(Extracted entries Opens)

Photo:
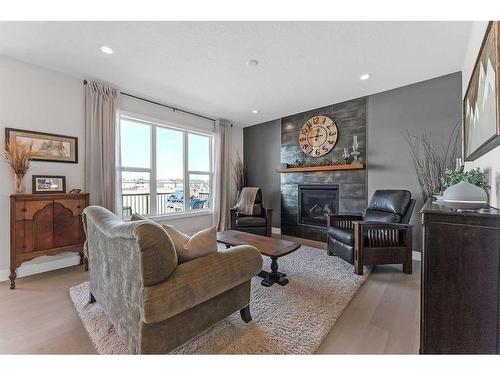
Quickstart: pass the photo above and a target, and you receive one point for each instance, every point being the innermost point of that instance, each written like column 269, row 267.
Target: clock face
column 318, row 136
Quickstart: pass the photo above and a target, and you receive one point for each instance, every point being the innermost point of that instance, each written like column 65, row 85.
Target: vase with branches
column 239, row 175
column 19, row 157
column 431, row 158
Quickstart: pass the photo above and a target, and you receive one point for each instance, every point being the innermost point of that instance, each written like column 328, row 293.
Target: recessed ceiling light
column 107, row 50
column 252, row 63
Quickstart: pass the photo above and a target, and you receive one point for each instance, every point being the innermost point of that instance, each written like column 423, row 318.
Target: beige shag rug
column 293, row 319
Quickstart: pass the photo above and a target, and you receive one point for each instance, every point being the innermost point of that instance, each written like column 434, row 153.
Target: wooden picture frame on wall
column 53, row 147
column 42, row 184
column 481, row 104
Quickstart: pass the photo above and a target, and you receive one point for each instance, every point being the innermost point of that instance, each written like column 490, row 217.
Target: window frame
column 152, row 170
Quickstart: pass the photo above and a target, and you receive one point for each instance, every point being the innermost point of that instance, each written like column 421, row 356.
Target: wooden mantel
column 322, row 168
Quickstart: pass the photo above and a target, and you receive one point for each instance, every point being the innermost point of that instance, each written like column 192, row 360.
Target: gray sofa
column 154, row 303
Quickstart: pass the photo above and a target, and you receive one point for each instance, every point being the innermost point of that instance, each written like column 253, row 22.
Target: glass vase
column 19, row 183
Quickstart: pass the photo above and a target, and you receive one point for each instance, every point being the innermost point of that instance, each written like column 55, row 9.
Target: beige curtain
column 222, row 200
column 102, row 146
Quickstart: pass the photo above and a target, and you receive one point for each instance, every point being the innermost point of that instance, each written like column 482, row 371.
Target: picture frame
column 43, row 184
column 481, row 107
column 54, row 147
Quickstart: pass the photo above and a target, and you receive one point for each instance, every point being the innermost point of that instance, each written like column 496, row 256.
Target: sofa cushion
column 344, row 235
column 191, row 247
column 392, row 201
column 386, row 217
column 250, row 221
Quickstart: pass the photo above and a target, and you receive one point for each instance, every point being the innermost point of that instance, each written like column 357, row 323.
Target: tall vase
column 19, row 183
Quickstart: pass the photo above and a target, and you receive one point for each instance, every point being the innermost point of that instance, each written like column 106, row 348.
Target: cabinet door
column 38, row 228
column 67, row 223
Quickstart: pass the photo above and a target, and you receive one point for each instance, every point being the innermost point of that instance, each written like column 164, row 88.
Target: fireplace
column 315, row 201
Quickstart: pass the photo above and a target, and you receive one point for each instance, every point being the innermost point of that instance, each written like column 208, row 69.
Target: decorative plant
column 239, row 174
column 431, row 159
column 19, row 157
column 474, row 176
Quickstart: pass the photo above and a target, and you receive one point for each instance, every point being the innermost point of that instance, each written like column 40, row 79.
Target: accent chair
column 257, row 221
column 381, row 236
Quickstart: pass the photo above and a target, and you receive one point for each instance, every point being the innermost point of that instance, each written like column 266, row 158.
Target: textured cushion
column 137, row 217
column 392, row 201
column 385, row 217
column 198, row 281
column 198, row 245
column 342, row 234
column 157, row 256
column 251, row 221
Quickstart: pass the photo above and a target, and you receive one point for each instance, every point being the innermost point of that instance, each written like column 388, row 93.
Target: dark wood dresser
column 44, row 224
column 460, row 296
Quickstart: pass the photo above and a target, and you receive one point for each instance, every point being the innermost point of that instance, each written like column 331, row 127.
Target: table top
column 269, row 246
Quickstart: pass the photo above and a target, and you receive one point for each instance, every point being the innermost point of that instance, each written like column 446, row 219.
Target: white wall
column 39, row 99
column 491, row 160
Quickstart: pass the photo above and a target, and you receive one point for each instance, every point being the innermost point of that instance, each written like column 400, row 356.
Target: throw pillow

(Extracted entries Closes)

▶ [Problem description] Only the pictures are to be omitted; the records above must otherwise be reproduced exactly.

▶ [Exercise result]
Photo:
Quickstart: pass the photo above and a target, and you receive one point for each instance, every point being the innermost point of that instance, each written like column 269, row 267.
Target: clock face
column 318, row 136
Quickstart: pass the photo above and a target, and you receive one point for each instance, every point being the innermost point of that instance, each written like column 65, row 85.
Target: vase with branches
column 239, row 175
column 19, row 157
column 431, row 158
Quickstart: pass the photo above and a target, and you receive one point for each instance, every point being the innermost point of that instance, each written like column 328, row 293.
Target: recessed ceiling light
column 107, row 50
column 252, row 63
Quickstart: pass the photo above and a target, and you receive one point for each instance, every point being the innermost point of that instance, each written like column 423, row 318.
Target: beige shag rug
column 293, row 319
Quickstart: pass the photo above and a target, and you receive one point for each instance, every point being the innermost point of that instance, each written like column 434, row 153.
Target: wooden picture frame on wall
column 53, row 147
column 42, row 184
column 481, row 104
Quickstart: pass the photo above and a target, and you receive one point for each instance, every point being the innermost point of that instance, each written like column 490, row 217.
Target: window frame
column 152, row 170
Quickstart: pass the photo above and a target, and you receive one point for each instance, every point being the innermost point of that instance, each written like column 421, row 356.
Target: wooden mantel
column 322, row 168
Quickstart: pass the photo above and a target, and you receive one point for each instance, every point being the innermost point of that instance, each written like column 192, row 360.
Target: gray sofa
column 154, row 303
Quickstart: pass the photo above and a target, and you receive one point for each instance, every point being the innermost point of that instance, each written like column 253, row 22.
Target: glass vase
column 19, row 183
Quickstart: pass the photo above and a target, and you receive one point for each instance, every point being the innermost point of that instance, each written like column 55, row 9.
Target: beige curtain
column 222, row 200
column 102, row 146
Quickstart: pass the photo above and a target, and you receive one point for each instance, every point being the innermost point of that instance, each written like column 482, row 371.
Target: picture frame
column 43, row 184
column 481, row 107
column 54, row 147
Quickstart: pass the photo above and a target, and you receive one point for each instance, every point being the innermost point of that instance, each written like column 496, row 256.
Target: sofa cushion
column 344, row 235
column 191, row 247
column 392, row 201
column 386, row 217
column 250, row 221
Quickstart: pass the photo above and a target, and you receive one point for each instance, every point being the innermost point of that instance, each written like column 357, row 323.
Target: tall vase
column 19, row 183
Quickstart: pass the photo above and a target, and you receive one point for each instance, every point being the innermost point of that instance, each written like column 106, row 348.
Target: cabinet door
column 38, row 228
column 67, row 223
Quickstart: pass the photo above and a target, and you receive one point for each instance, every point being the innermost point of that instance, each written like column 164, row 88.
Target: fireplace
column 315, row 201
Quickstart: pass the photo above and a target, and you receive one point for each instance, every point being the innermost point of that instance, each written like column 208, row 69.
Target: decorative plant
column 239, row 174
column 431, row 159
column 19, row 157
column 474, row 176
Quickstart: pass the photo above and a target, and you receive one point for each instance, every point being the innermost point of that instance, each written like column 40, row 79.
Target: accent chair
column 257, row 221
column 381, row 236
Quickstart: pass the photo above and a target, and you receive one point for each instance, every point being the innermost point of that instance, each written like column 266, row 158.
Target: textured cushion
column 137, row 217
column 392, row 201
column 385, row 217
column 198, row 281
column 198, row 245
column 342, row 234
column 157, row 256
column 251, row 221
Quickstart: pass the photo above and a target, and you receive one point for each instance, every point being the innermost point of that instance, each written like column 388, row 93.
Target: dark wood dresser
column 44, row 224
column 460, row 296
Quickstart: pass the photo above and a target, and you receive one point for each instance, every point being the innermost point of that instance, each written like column 331, row 127.
Target: table top
column 269, row 246
Quickstart: pass the photo above and a target, and you receive one point for each instance, every point being the innermost point of that instance, each written like column 446, row 219.
Target: white wall
column 39, row 99
column 491, row 160
Quickstart: pass the photo above and a target, and you receive one point for each instance, every point being the innermost point of that instance, each written like column 400, row 356.
Target: throw pillow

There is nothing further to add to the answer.